** Opening DOCUMENT SECTION block **
Bolwar Mahammad Kunhi (born 1951) is an Indian short story writer, novelist, playwright and scriptwriter. He writes in the Kannada language. He is the first Indian writer to introduce Muslim ethos and culture into creative Kannada prose. He is the only Indian writer conferred with Central Sahitya Academy twice for creative prose. He is the first ever Kannada writer conferred with Bala Sahitya Puraskar by Central Sahitya Academy.

His works have been translated into other Indian languages including English. His work focuses on erasing misconceptions about Islam in India and nurturing a more positive outlook towards Islam. A post-graduate with a gold medal in Kannada literature from Mysore University, Bolwar is a retired chief manager for Syndicate Bank's Bangalore Corporate Office.

==Works==

https://commons.m.wikimedia.org/wiki/File%3ASignature_of_boluwaru_mohammad_kunhi_kannada_author.jpg

He edited Tattu Chappale Putta Magu, an anthology for children of over 100 poems, and Santammanna, an anthology of illustrated poems. He edited 12 children's plays - Hanneradu MakkaLa Natakagalu.

One of his Kendra Sahitya Akademi awards came for the story of an ordinary Mohandas who became Mahatma Gandhi in his story "Paapu Gandh Bapu Gandhi Aada Kathe". Other than Gorur Ramaswamy Iyengar, Bolwar is the only author to have written about Gandhi for children. It was translated and published in English with the title Gandhi – From Monu To Mahatma (published by Peak Publishing House, London). During the book launch U.R. Ananthamurthy said in praise of Bolwar's book "This is one of the best books on Mahatma Gandhi for children and adults". Ananthamurthy, blurbed, "Bolwar's collection of songs and poems are among the best in contemporary Kannada literature". The book was also developed as a play for children.

His extended short story, "Ondu Thundu Gode," or "A Bit of Wall" treats the explosive Ayodhya theme in a humorous, personal vein. He recounts the story of an old woman, Roti-Phatumma, who wanted to build her own house by acquiring what she believed to be a bit of the wall from the broken pieces of the Babri Masjid. Tongue-in-cheek Bolwar balances serious, comic and poignant aspects.
** Closing DOCUMENT SECTION block **
** Opening RECORDS PROVIDED block **
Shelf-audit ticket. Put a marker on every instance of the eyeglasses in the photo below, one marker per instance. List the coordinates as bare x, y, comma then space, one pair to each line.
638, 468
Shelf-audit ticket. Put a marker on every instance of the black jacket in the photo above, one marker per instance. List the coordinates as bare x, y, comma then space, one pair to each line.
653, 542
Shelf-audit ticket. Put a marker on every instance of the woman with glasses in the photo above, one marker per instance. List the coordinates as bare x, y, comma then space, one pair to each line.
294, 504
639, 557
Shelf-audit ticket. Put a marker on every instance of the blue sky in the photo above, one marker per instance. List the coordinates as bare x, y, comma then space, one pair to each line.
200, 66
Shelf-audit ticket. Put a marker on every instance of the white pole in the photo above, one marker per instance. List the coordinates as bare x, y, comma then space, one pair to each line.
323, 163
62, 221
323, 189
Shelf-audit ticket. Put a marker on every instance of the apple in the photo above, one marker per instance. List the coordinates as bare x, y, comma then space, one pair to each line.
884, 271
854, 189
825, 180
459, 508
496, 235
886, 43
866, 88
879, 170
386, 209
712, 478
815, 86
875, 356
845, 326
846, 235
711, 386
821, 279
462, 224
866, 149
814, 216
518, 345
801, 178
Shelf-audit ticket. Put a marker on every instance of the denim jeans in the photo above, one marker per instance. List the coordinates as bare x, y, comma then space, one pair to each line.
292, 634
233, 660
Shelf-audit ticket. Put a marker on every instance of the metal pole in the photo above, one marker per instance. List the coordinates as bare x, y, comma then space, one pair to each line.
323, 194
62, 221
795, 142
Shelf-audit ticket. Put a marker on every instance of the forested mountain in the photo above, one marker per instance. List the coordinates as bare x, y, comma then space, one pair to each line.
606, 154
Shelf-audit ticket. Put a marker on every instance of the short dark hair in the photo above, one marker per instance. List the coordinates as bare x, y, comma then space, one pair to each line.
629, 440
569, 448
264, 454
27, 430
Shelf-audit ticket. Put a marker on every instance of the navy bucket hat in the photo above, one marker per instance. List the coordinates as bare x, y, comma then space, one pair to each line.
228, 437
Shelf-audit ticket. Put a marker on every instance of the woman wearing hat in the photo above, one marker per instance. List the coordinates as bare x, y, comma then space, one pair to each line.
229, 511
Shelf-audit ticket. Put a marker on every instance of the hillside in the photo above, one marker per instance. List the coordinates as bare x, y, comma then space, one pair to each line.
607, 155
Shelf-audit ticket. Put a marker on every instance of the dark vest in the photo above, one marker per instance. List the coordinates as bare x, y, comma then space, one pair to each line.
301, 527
** Closing RECORDS PROVIDED block **
QUESTIONS ON THE MATERIAL ::
(a) In the article on Bolwar Mahammad Kunhi, what title was his Gandhi story given when it was published in English?
(b) Write the next part of the article on Bolwar Mahammad Kunhi, starting after its last sentence.
These entries are separate material and stand apart from the article on Bolwar Mahammad Kunhi.

YOUR RESPONSES ::
(a) Gandhi – From Monu To Mahatma

(b)
His epic 1,110-page opus Swathranthada Ota (in English: The run for independence) was released on 18 March 2012 at Ravindra Kalakshetra by Pandit Rajiv Taranath. His book Odiri is the first historical Kannada novel on Muhammad.

He worked as Senate Member in Hampi Kannada University, Kannada Sahitya Academy, Kannada Pustaka Pradhikara. He worked as State president for 'Samudaya' Cultural Organisation, as Convener to Bandaya Sahitya Sangha. He served as editor of Giant (Syndicate Bank's house magazine), Krishiloka (Syndicate Bank's magazine), as member of RDC (Syndicate Bank's Rural Development Institute), Self Employment Training Institute (RUDSETI- Dharmastala). He was the President of Kannada Belesi Balaga and Chitra Samudaya (Film Division).

== Recognition ==

- Central Sahitya Academy(Twice)
- Karnataka Sahitya Academy(Thrice)
- Karnataka Rajyotsava Award
- KATHA award-Delhi
- Bharatiya Bhasha Sasthan Award
- Shivarama Karantha Balavana Award
- Basavaraja Kattimani Award
- MWF Award- Abudhabi.
- Masthi Award
- Parashurama Award
- Thoulava Award
- Karavali Kalasa Award
- Synd Rathana Award
- Vishukumar Award
- ChaDaga Award
- Muslim Sahitya Award
- National and State Awards for contribution to Kannada Films.